— Entries from a pointing dataset —
-- -- --

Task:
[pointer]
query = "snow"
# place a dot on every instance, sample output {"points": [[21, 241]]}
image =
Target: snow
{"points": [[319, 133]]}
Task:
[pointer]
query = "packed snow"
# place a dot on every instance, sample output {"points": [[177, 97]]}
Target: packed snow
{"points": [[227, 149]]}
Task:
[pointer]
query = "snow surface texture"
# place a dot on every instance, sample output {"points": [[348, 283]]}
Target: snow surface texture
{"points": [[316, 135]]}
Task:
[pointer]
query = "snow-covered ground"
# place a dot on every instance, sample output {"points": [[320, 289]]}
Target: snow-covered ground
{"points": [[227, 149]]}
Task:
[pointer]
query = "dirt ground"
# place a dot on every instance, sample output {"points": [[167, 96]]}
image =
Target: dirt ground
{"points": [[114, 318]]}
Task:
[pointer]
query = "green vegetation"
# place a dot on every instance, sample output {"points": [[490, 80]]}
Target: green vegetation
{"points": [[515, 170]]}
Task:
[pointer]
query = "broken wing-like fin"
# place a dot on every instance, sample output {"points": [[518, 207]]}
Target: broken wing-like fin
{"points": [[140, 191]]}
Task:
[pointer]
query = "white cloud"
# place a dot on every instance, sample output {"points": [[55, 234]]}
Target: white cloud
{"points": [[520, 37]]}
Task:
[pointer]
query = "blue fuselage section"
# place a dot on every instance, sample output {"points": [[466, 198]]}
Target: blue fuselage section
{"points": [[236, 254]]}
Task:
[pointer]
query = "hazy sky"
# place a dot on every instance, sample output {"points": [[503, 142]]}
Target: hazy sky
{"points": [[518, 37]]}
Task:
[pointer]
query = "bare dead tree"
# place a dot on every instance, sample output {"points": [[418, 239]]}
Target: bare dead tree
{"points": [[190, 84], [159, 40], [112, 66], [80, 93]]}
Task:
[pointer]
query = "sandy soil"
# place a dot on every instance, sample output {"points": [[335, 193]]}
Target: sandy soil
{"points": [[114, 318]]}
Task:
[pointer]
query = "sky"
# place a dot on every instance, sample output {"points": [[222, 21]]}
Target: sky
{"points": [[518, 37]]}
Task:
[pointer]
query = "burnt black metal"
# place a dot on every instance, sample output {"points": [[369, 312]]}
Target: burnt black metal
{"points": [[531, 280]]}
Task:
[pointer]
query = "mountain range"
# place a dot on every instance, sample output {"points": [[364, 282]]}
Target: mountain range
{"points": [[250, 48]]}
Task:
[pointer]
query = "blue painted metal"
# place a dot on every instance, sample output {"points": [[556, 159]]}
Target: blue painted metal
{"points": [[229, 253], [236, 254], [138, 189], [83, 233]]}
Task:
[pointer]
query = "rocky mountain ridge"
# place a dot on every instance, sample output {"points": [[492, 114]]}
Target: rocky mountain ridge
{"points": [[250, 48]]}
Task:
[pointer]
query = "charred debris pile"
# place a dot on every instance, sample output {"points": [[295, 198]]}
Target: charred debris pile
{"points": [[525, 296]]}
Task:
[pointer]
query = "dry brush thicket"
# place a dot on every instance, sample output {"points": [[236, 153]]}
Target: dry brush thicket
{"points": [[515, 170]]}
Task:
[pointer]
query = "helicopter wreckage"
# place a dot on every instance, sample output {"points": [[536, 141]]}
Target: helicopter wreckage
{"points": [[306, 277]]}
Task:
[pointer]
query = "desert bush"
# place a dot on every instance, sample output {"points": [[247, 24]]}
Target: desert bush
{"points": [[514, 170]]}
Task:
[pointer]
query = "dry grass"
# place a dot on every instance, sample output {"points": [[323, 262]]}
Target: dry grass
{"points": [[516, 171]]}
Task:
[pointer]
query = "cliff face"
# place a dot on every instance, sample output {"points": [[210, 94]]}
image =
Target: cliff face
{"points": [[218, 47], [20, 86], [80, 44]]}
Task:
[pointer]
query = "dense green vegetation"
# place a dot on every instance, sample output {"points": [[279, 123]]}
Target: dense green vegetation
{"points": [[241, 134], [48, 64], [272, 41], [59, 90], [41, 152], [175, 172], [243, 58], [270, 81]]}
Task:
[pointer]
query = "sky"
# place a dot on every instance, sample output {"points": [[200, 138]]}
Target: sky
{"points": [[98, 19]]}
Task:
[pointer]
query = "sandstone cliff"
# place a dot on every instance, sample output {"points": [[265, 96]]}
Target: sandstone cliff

-- -- --

— Exercise requirements —
Each record above should be restated word for word.

— Written response —
Task:
[pointer]
query = "snow"
# place a dot on every instance, sample output {"points": [[21, 241]]}
image =
Target: snow
{"points": [[319, 133]]}
Task:
[pointer]
query = "packed snow"
# place a dot on every instance, sample output {"points": [[177, 97]]}
Target: packed snow
{"points": [[227, 149]]}
Task:
[pointer]
query = "snow surface texture"
# place a dot on every instance, sample output {"points": [[348, 283]]}
Target: snow surface texture
{"points": [[316, 135]]}
Task:
[pointer]
query = "snow-covered ground"
# place a dot on every instance, sample output {"points": [[320, 289]]}
Target: snow-covered ground
{"points": [[227, 149]]}
Task:
[pointer]
query = "dirt ground"
# place a dot on every instance, sample output {"points": [[167, 96]]}
image =
Target: dirt ground
{"points": [[114, 318]]}
Task:
[pointer]
query = "green vegetation"
# place a dot on every instance, sample output {"points": [[490, 80]]}
Target: green vegetation
{"points": [[515, 170]]}
Task:
[pointer]
query = "broken wing-like fin"
# place a dot on every instance, sample output {"points": [[518, 207]]}
Target: broken wing-like fin
{"points": [[140, 191]]}
Task:
[pointer]
query = "white cloud"
# place a dot on every instance, sample output {"points": [[55, 234]]}
Target: white cloud
{"points": [[520, 37]]}
Task:
[pointer]
query = "blue fuselage section"
# place a dot on every instance, sample output {"points": [[466, 198]]}
Target: blue fuselage section
{"points": [[236, 254]]}
Task:
[pointer]
query = "hazy sky"
# place a dot on every instance, sample output {"points": [[503, 142]]}
Target: hazy sky
{"points": [[518, 37]]}
Task:
[pointer]
query = "bare dead tree"
# place a dot on every instance, sample output {"points": [[418, 239]]}
Target: bare dead tree
{"points": [[190, 84], [159, 40], [112, 66], [80, 93]]}
Task:
[pointer]
query = "sandy soil"
# place a dot on every instance, sample output {"points": [[335, 193]]}
Target: sandy soil
{"points": [[114, 318]]}
Task:
[pointer]
query = "sky"
# place a dot on every instance, sample output {"points": [[222, 21]]}
Target: sky
{"points": [[518, 37]]}
Task:
[pointer]
query = "burnt black metal"
# place a dot on every instance, sample output {"points": [[369, 312]]}
Target: burnt black metal
{"points": [[531, 280]]}
Task:
[pointer]
query = "mountain range"
# place a dot on every instance, sample output {"points": [[364, 282]]}
Target: mountain range
{"points": [[250, 48]]}
Task:
[pointer]
query = "blue painted metal"
# place a dot on every instance, sample output {"points": [[556, 159]]}
Target: blue painted metal
{"points": [[229, 253], [236, 254], [138, 189], [83, 233]]}
Task:
[pointer]
query = "rocky mountain ridge"
# place a dot on every instance, sample output {"points": [[492, 114]]}
Target: rocky mountain ridge
{"points": [[250, 48]]}
Task:
[pointer]
query = "charred debris pile"
# place a dot on every instance, sample output {"points": [[295, 198]]}
Target: charred debris pile
{"points": [[525, 296]]}
Task:
[pointer]
query = "dry brush thicket"
# place a dot on every instance, sample output {"points": [[236, 153]]}
Target: dry brush thicket
{"points": [[515, 170]]}
Task:
[pointer]
query = "helicopter wreckage"
# place a dot on every instance, sample output {"points": [[536, 141]]}
Target: helicopter wreckage
{"points": [[306, 277]]}
Task:
[pointer]
query = "desert bush"
# place a dot on every instance, sample output {"points": [[247, 24]]}
Target: desert bush
{"points": [[514, 170]]}
Task:
[pointer]
query = "dry grass"
# place a dot on every instance, sample output {"points": [[323, 262]]}
Target: dry grass
{"points": [[516, 171]]}
Task:
[pointer]
query = "cliff face"
# place a dot on every instance, sample output {"points": [[210, 94]]}
image =
Target: cliff face
{"points": [[218, 47], [20, 86], [80, 44]]}
Task:
[pointer]
query = "dense green vegetation"
# place a dot on every instance, sample output {"points": [[279, 123]]}
Target: dense green vegetation
{"points": [[241, 134], [48, 64], [272, 41], [59, 90], [41, 152], [175, 172], [243, 58], [270, 81]]}
Task:
[pointer]
query = "sky"
# place a dot on every instance, sample output {"points": [[200, 138]]}
Target: sky
{"points": [[98, 19]]}
Task:
[pointer]
query = "sandstone cliff"
# place a dot on every instance, sample output {"points": [[265, 96]]}
Target: sandstone cliff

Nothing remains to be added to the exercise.